##### DATASET EXCERPTS

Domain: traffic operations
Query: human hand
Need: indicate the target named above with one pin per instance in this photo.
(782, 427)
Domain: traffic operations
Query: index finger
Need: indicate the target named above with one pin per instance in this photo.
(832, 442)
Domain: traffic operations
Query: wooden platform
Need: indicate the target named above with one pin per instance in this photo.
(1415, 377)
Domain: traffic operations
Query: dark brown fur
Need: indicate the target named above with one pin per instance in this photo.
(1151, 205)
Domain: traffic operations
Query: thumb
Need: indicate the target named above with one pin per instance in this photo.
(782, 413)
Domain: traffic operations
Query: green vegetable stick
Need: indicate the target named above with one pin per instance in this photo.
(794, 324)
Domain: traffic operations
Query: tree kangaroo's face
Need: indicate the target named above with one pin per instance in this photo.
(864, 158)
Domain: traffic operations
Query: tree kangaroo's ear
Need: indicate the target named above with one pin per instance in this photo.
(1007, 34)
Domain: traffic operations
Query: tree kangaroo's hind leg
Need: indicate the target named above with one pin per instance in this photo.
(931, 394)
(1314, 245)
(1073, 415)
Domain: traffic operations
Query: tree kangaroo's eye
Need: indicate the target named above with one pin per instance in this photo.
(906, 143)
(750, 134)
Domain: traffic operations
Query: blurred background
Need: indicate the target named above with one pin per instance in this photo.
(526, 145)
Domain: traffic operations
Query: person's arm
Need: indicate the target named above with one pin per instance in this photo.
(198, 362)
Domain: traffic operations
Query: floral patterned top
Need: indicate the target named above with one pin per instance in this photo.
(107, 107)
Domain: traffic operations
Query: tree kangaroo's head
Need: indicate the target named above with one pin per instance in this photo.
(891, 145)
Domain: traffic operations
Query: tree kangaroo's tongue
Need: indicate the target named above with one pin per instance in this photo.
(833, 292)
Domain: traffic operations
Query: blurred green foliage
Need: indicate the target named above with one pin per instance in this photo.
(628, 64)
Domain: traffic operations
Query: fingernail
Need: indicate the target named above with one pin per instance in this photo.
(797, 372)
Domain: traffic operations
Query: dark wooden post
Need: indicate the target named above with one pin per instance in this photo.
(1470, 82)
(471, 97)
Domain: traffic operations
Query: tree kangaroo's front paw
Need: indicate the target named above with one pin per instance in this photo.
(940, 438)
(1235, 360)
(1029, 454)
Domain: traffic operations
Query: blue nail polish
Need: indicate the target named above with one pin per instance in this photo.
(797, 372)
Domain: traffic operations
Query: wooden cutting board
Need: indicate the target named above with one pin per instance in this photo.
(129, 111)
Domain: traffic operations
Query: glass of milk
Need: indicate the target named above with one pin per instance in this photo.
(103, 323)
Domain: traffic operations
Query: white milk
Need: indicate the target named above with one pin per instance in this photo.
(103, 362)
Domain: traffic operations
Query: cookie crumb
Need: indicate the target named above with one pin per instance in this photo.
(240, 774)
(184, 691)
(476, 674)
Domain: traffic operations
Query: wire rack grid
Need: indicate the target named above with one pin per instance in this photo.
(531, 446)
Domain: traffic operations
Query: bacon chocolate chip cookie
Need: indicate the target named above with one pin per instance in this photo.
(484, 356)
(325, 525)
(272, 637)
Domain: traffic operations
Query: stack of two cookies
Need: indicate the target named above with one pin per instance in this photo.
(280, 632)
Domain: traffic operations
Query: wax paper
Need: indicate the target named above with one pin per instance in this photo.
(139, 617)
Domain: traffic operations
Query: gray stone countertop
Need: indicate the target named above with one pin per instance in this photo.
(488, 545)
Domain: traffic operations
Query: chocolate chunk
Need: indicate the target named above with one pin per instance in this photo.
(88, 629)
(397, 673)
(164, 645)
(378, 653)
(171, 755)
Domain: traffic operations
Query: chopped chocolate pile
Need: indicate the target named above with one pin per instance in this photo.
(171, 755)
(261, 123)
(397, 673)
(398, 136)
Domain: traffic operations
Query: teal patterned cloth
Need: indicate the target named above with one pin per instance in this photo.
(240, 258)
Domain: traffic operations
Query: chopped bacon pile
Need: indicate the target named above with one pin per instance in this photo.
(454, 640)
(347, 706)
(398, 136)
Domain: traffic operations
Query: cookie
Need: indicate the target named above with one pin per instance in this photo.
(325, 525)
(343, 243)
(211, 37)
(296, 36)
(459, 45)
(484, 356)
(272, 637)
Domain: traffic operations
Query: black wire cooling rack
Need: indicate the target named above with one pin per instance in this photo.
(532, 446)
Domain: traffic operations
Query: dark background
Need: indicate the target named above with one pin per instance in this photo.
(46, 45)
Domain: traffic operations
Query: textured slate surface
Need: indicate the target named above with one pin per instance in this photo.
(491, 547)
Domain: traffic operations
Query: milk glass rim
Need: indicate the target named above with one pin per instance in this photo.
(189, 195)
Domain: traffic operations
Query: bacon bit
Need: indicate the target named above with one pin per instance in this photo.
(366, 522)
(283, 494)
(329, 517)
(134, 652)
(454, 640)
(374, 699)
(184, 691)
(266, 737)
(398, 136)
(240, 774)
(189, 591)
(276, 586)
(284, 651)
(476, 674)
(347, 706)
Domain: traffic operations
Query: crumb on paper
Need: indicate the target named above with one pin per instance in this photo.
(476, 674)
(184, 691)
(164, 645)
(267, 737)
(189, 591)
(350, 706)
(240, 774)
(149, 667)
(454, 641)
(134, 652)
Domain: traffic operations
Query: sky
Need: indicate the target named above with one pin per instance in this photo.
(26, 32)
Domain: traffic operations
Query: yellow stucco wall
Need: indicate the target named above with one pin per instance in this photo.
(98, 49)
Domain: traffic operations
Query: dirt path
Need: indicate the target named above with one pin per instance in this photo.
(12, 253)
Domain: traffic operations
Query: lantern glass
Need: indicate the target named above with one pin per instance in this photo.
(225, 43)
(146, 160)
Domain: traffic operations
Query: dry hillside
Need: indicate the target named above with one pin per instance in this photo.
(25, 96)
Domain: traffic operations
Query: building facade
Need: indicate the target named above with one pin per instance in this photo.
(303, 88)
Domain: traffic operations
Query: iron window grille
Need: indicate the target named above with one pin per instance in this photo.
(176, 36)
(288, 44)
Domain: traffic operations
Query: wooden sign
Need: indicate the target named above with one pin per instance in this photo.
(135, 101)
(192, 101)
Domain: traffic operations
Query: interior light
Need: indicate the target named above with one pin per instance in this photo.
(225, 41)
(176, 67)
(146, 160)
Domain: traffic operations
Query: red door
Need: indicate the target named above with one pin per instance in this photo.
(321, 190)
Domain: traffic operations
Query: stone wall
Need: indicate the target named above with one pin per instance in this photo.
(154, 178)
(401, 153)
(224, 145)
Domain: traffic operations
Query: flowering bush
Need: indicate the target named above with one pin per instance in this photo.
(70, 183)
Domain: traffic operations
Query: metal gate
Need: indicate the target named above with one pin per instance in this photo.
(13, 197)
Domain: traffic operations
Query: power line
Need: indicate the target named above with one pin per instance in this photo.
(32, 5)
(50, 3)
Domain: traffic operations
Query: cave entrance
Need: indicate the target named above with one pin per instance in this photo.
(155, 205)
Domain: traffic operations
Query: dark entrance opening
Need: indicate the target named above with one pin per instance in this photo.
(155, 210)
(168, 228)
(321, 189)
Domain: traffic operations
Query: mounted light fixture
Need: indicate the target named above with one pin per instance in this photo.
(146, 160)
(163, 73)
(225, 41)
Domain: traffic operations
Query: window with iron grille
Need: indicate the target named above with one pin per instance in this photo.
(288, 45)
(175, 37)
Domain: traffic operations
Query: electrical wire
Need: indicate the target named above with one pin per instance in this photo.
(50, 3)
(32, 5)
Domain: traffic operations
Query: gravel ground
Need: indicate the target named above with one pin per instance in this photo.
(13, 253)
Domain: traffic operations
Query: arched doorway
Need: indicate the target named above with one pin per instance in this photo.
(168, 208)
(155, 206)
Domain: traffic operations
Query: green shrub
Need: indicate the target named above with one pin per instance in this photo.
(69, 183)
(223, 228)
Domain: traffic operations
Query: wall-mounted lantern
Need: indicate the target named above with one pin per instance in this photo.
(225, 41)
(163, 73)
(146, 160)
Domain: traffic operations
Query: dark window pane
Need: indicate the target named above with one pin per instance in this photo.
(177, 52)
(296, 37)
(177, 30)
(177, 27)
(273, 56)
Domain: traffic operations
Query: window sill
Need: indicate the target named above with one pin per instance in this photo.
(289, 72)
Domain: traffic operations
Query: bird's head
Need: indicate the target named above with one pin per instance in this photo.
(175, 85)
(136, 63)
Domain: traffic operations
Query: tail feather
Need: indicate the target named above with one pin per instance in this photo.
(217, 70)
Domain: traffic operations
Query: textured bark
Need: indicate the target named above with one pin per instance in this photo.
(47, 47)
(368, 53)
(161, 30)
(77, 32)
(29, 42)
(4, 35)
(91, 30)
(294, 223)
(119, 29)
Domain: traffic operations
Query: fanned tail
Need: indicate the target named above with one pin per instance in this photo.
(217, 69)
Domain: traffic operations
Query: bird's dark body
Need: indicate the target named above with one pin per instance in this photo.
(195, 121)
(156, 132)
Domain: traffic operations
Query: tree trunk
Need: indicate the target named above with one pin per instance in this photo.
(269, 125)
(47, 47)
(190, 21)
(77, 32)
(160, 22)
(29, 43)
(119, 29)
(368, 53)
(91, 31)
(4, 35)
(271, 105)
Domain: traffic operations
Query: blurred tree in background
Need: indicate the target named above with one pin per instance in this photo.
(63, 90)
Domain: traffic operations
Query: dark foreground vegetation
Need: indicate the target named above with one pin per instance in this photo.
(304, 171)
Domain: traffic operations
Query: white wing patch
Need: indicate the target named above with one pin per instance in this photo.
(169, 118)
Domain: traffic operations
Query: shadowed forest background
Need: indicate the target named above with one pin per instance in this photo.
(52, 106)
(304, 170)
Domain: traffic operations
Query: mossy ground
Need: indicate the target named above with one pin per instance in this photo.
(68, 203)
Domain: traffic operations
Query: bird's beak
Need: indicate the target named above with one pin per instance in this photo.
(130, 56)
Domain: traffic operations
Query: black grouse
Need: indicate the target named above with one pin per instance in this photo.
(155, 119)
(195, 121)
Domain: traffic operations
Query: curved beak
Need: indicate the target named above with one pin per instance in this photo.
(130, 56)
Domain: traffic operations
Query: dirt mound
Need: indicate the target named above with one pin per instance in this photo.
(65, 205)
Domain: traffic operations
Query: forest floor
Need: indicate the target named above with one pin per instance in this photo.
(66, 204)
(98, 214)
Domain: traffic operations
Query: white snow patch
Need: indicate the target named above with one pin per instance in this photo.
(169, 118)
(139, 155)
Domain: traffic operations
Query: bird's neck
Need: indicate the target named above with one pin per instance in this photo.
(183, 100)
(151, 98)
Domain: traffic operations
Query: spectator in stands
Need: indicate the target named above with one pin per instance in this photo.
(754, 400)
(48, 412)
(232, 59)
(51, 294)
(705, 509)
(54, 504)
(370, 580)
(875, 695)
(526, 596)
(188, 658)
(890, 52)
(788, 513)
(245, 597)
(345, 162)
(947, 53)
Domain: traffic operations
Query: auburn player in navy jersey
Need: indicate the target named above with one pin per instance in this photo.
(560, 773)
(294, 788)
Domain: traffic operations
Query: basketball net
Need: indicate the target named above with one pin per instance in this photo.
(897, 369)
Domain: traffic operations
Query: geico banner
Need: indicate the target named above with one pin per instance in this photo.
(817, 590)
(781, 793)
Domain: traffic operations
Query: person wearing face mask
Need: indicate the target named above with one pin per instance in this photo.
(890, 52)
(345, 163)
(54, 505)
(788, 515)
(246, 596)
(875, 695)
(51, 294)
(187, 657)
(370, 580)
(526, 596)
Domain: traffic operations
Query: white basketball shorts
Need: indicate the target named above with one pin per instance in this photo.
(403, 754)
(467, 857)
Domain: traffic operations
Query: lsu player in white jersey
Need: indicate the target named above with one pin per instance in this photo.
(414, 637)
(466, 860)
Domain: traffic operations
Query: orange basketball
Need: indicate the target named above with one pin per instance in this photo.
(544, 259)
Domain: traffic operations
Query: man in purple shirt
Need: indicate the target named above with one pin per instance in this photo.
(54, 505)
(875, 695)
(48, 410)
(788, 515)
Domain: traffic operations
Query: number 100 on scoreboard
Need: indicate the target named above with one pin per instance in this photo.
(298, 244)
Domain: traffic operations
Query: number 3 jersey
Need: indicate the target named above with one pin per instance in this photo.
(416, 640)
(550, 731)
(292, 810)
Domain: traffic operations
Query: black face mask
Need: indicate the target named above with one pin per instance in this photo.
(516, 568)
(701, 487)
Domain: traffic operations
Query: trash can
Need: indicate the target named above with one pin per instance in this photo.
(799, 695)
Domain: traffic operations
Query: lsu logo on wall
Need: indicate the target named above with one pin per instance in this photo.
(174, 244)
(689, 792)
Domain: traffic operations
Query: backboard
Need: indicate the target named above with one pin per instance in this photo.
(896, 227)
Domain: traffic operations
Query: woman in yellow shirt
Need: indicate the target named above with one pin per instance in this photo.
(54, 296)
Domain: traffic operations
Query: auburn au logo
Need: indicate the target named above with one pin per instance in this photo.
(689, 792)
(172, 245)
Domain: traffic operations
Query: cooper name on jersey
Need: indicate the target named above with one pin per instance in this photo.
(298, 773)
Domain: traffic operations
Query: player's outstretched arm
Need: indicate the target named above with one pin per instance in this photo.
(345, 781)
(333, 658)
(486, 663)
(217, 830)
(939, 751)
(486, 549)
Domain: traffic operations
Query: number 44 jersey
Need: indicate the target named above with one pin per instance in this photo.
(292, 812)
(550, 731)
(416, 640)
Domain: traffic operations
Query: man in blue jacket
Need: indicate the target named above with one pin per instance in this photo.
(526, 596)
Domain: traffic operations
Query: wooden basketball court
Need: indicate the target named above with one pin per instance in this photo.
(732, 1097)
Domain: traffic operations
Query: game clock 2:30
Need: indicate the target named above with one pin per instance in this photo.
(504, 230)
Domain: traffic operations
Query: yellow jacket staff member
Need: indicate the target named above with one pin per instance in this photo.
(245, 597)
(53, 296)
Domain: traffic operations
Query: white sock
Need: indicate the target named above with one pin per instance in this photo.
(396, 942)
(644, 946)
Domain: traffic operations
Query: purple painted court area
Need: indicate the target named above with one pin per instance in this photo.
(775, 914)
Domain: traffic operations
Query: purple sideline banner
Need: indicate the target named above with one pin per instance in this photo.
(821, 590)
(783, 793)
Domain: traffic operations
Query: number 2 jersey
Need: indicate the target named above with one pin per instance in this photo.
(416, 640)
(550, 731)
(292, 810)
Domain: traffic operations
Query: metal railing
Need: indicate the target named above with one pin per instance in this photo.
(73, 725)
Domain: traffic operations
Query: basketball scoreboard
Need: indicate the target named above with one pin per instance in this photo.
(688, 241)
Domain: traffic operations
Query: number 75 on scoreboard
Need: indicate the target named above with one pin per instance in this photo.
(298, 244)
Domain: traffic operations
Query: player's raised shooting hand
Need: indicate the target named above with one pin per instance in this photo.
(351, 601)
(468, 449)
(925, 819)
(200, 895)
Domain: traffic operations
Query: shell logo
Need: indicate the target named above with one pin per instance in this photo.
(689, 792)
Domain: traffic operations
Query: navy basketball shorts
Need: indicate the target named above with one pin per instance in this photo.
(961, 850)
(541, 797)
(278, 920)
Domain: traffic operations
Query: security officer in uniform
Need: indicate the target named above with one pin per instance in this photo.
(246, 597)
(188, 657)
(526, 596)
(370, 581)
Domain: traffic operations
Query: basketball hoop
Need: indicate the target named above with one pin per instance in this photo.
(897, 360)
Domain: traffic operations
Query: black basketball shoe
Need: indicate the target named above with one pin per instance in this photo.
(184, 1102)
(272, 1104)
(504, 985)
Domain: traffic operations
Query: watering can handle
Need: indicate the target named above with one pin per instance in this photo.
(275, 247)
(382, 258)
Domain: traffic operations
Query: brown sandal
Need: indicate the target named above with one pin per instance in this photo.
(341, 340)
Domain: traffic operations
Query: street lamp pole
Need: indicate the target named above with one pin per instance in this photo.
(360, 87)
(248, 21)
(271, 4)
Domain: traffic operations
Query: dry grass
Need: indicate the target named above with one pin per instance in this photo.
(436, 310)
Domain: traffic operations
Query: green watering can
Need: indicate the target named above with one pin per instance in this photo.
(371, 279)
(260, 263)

##########

TASK STATEMENT: Locate every line in the records that contains the string "tail", and copy each such line.

TASK SOLUTION:
Query: tail feather
Query: fanned tail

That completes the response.